── Supplied text
# Noriker Horse info



## sokeldachshunds (Jun 8, 2008)

I was wondering if anyone has experiance with the breed?
we are experianced riders and drivers and we have the chance of a spotted Noriker gelding but I was wondering if anyone has any experiance with them as a breed such as what they are like for hacking,temperment etc.etc.


----------



## shortbackandsides (Aug 28, 2008)

Have never heard of this breed,googled and came up with appolosa`s


----------



## sokeldachshunds (Jun 8, 2008)

shortbackandsides said:


> Have never heard of this breed,googled and came up with appolosa`s


they are a light draught horse from Austria 
It seems there isnt that many in the UK

noriker horse - Google Image Search


----------



## toddy (Jan 24, 2009)

The lady I work for has a Noriker and he is very laid back with a wonderful temperament.
He is very safe to ride and 100% in traffic and although not the most exciting of rides you really can not fault him.
Like purchasing any horse it would obviously depend on how the one you have been offered has been handled and looked after but they do generally have very placid natures and are very kind.
If you do decide to rehome one don't forget pictures


----------



## sokeldachshunds (Jun 8, 2008)

Yogie the spotted noriker arrived yesterday.
────
- _The tasks_
1. Do these statements agree with the Noriker horse thread? Answer yes or no for each and quote the words that decide it. (a) Norikers are a light draught horse from Austria. (b) The Noriker belonging to toddy's employer is unreliable in traffic. (c) shortbackandsides already knew the breed before searching for it.
2. Carry on the Noriker horse thread from its final post.
── Information supplied
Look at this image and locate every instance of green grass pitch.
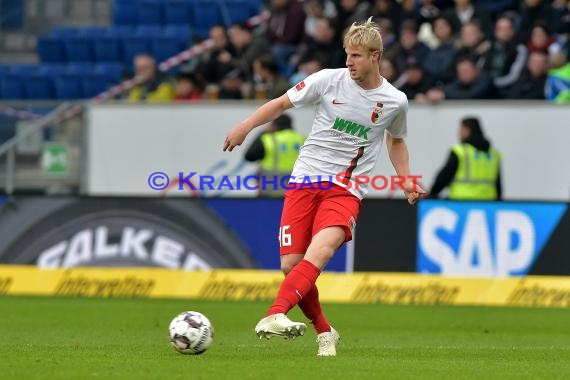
────
- _Results in order_
1.
(a) Yes: "they are a light draught horse from Austria"
(b) No: "He is very safe to ride and 100% in traffic"
(c) No: "Have never heard of this breed"

2.
He is a gentle giant and gets on great with Tucker our other pony


----------



## sokeldachshunds (Jun 8, 2008)

Yogi and tucker together in the field today.
they are getting on great considering today was the first time they where out together.
Yogi is 100% and although he so sensible he will do as much or as little as you ask him


----------



## shortbackandsides (Aug 28, 2008)

pictures please


----------



## sokeldachshunds (Jun 8, 2008)

oops forgot about this thread 
he has been here for 3 months now and settled in well.
he is definatly not a boring ride  but is 100% safe in all ways.
He is also a fantastic Driving horse and cant imagine life without him now 
These where when he first came so will have to get some new ones now that he has his summer coat and has more condition


----------



## siams (Nov 2, 2007)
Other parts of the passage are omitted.